| Supplied material |

# # #

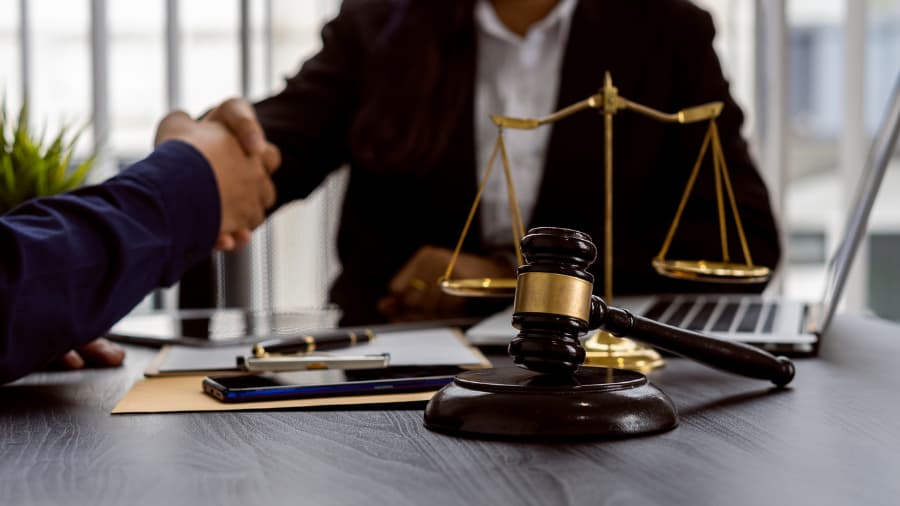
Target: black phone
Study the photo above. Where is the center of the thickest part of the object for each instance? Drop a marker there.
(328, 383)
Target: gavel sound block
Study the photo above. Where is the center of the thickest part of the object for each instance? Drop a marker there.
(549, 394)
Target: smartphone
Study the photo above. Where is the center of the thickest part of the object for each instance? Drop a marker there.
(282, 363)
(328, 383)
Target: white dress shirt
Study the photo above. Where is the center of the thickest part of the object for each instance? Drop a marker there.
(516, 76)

# # #

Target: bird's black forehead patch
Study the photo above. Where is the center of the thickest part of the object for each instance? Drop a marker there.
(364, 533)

# # #

| What is being asked |
Please pull out every line in the material above that contains the string "Target" and copy each one in full.

| Output |
Target: black phone
Target: gavel sound block
Target: smartphone
Target: white dress shirt
Target: bird's black forehead patch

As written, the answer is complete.